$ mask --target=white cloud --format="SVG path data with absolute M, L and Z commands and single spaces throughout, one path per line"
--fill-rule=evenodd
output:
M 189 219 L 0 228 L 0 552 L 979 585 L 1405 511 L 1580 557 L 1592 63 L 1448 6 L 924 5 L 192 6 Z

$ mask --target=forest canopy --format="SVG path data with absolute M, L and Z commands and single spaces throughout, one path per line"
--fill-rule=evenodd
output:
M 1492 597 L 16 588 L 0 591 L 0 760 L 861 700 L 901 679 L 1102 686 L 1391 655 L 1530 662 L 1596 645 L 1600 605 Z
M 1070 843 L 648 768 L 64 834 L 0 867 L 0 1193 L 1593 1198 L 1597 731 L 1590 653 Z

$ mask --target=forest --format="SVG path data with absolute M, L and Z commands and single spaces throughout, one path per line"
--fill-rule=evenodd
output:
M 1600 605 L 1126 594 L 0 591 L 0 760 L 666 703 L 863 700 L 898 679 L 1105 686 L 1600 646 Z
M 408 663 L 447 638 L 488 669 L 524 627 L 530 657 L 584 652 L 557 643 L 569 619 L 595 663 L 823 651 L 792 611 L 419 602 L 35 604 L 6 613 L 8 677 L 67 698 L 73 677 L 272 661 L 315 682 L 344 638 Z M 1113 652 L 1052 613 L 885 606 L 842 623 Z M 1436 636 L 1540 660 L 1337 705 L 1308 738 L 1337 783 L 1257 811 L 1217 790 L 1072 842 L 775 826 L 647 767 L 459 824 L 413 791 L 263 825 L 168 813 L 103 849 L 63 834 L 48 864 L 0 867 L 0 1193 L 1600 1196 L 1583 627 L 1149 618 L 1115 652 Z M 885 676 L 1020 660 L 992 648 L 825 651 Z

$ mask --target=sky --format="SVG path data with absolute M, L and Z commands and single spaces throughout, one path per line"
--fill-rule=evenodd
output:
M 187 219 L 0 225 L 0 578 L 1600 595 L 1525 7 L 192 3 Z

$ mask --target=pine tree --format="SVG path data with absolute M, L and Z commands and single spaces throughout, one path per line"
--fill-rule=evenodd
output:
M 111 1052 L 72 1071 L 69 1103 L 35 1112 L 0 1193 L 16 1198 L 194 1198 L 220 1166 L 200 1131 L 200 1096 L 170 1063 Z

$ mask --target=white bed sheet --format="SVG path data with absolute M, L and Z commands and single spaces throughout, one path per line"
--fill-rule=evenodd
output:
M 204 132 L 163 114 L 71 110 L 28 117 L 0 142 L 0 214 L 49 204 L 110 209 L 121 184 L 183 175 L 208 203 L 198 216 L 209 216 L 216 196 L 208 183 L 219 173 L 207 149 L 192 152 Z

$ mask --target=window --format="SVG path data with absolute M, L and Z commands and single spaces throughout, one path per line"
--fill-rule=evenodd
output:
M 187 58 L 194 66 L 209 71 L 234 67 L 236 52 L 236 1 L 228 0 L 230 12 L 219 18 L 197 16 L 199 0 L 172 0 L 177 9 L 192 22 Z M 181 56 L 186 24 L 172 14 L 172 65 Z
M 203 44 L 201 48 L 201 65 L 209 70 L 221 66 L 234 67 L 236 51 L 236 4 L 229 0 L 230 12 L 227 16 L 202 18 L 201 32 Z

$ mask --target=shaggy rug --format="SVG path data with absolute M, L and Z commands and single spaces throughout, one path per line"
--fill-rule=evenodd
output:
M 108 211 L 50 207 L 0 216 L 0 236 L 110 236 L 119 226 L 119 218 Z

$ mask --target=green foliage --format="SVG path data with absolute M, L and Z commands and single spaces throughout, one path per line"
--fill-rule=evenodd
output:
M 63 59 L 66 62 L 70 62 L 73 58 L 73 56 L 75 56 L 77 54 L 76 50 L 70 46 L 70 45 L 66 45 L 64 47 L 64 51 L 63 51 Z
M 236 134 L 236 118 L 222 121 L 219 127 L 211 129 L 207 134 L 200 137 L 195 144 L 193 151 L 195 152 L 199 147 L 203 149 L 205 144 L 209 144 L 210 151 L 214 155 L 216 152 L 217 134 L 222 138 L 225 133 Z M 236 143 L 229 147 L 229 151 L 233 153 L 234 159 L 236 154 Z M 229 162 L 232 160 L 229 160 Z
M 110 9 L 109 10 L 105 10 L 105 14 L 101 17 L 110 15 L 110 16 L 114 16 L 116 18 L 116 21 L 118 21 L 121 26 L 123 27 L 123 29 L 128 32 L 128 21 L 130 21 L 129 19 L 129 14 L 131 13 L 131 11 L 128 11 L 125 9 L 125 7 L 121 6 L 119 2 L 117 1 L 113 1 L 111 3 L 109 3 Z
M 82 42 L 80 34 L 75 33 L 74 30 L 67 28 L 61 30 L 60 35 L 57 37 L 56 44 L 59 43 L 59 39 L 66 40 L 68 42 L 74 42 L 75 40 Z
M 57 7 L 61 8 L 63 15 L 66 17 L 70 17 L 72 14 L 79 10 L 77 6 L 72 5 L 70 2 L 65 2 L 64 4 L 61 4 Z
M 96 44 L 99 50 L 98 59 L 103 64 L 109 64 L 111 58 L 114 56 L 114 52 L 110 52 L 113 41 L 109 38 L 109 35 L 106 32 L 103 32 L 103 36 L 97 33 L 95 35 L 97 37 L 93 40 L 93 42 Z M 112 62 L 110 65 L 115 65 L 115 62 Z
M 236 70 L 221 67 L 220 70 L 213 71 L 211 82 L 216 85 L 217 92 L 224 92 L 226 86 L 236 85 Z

The problem
Each entry is to be output exactly as it was written.

Your solution
$ mask --target=white cloud --format="SVG path data with absolute M, L and Z commands and single spaces throughout, one path per line"
--fill-rule=evenodd
output:
M 189 219 L 0 228 L 0 552 L 979 585 L 1405 511 L 1580 557 L 1592 63 L 1448 6 L 924 5 L 192 6 Z

$ mask --target=forest canopy --format="SVG path data with absolute M, L and Z commands and single spaces throughout, one path per line"
--fill-rule=evenodd
output:
M 1492 597 L 16 588 L 0 591 L 0 760 L 861 700 L 901 679 L 1102 686 L 1391 655 L 1530 662 L 1596 645 L 1600 605 Z
M 1070 843 L 648 768 L 64 834 L 0 867 L 0 1193 L 1593 1198 L 1597 731 L 1590 653 Z

$ mask --target=forest --format="SVG path data with absolute M, L and Z commands and single spaces throughout, one path per line"
--fill-rule=evenodd
output:
M 1600 605 L 1126 594 L 0 591 L 0 760 L 666 703 L 863 700 L 898 679 L 1105 686 L 1600 646 Z
M 408 663 L 447 638 L 488 669 L 524 627 L 530 657 L 584 652 L 557 643 L 569 619 L 595 663 L 823 651 L 792 611 L 419 602 L 35 604 L 6 613 L 8 677 L 67 698 L 73 677 L 272 661 L 315 682 L 344 638 Z M 1113 652 L 1052 613 L 885 606 L 842 623 Z M 1436 636 L 1540 660 L 1337 705 L 1308 738 L 1337 783 L 1257 811 L 1217 790 L 1072 842 L 775 826 L 647 767 L 459 824 L 413 791 L 263 825 L 168 813 L 103 849 L 63 834 L 48 864 L 0 867 L 0 1193 L 1600 1196 L 1583 627 L 1149 618 L 1115 652 Z M 885 676 L 1020 660 L 992 648 L 825 651 Z

$ mask --target=sky --format="SVG path data with absolute M, L and Z commands and single spaces throughout, one path per line"
--fill-rule=evenodd
output:
M 187 219 L 0 225 L 0 578 L 1600 595 L 1525 7 L 192 3 Z

$ mask --target=pine tree --format="SVG path data with absolute M, L and Z commands and single spaces throughout, one path per line"
--fill-rule=evenodd
output:
M 111 1052 L 72 1071 L 69 1103 L 35 1112 L 0 1193 L 16 1198 L 194 1198 L 220 1166 L 200 1131 L 200 1096 L 170 1063 Z

$ mask --target=white bed sheet --format="SVG path data with absolute M, L and Z commands and single spaces throughout, one path per line"
--fill-rule=evenodd
output:
M 204 132 L 163 114 L 71 110 L 28 117 L 0 142 L 0 214 L 49 204 L 110 209 L 121 184 L 183 175 L 208 203 L 198 216 L 209 216 L 216 196 L 208 183 L 219 173 L 207 149 L 192 152 Z

$ mask --target=window --format="SVG path data with absolute M, L and Z commands and single spaces throughout, one path per line"
--fill-rule=evenodd
output:
M 187 58 L 194 66 L 209 71 L 234 67 L 236 52 L 236 1 L 228 0 L 230 12 L 219 18 L 197 16 L 199 0 L 172 0 L 177 9 L 192 22 Z M 181 56 L 186 24 L 172 14 L 172 65 Z
M 203 44 L 201 48 L 201 65 L 209 70 L 221 66 L 234 67 L 236 51 L 236 4 L 229 0 L 230 12 L 227 16 L 202 18 L 201 32 Z

$ mask --target=shaggy rug --format="SVG path data with absolute M, L and Z commands and single spaces throughout, one path per line"
--fill-rule=evenodd
output:
M 108 211 L 50 207 L 0 216 L 0 236 L 110 236 L 119 226 L 119 218 Z

$ mask --target=green foliage --format="SVG path data with absolute M, L and Z commands and single spaces throughout, one path per line"
--fill-rule=evenodd
output:
M 63 59 L 66 62 L 70 62 L 73 58 L 73 56 L 75 56 L 77 54 L 76 50 L 70 46 L 70 45 L 66 45 L 64 47 L 64 51 L 63 51 Z
M 236 134 L 236 118 L 222 121 L 219 127 L 211 129 L 207 134 L 200 137 L 195 144 L 193 151 L 195 152 L 199 147 L 203 149 L 205 144 L 209 144 L 210 151 L 214 155 L 216 152 L 217 134 L 222 138 L 225 133 Z M 236 143 L 229 147 L 229 151 L 233 153 L 234 159 L 236 154 Z M 229 162 L 232 160 L 229 160 Z
M 110 9 L 109 10 L 105 10 L 105 14 L 101 17 L 110 15 L 110 16 L 114 16 L 116 18 L 116 21 L 118 21 L 121 26 L 123 27 L 123 29 L 128 32 L 128 21 L 130 21 L 129 19 L 129 14 L 131 13 L 131 11 L 128 11 L 125 9 L 125 7 L 121 6 L 119 2 L 117 1 L 113 1 L 111 3 L 109 3 Z
M 82 42 L 80 34 L 75 33 L 74 30 L 67 28 L 61 30 L 60 35 L 57 37 L 56 44 L 59 43 L 59 39 L 66 40 L 68 42 L 74 42 L 75 40 Z
M 57 7 L 61 8 L 63 15 L 66 17 L 70 17 L 72 14 L 79 10 L 77 6 L 72 5 L 70 2 L 65 2 L 64 4 L 61 4 Z
M 96 44 L 99 50 L 98 59 L 103 64 L 109 64 L 111 58 L 114 56 L 114 52 L 110 52 L 113 41 L 109 38 L 109 35 L 106 32 L 103 32 L 103 36 L 97 33 L 95 35 L 97 37 L 93 40 L 93 42 Z M 112 62 L 110 65 L 115 65 L 115 62 Z
M 236 70 L 221 67 L 220 70 L 213 71 L 211 82 L 216 85 L 217 92 L 224 92 L 226 86 L 236 85 Z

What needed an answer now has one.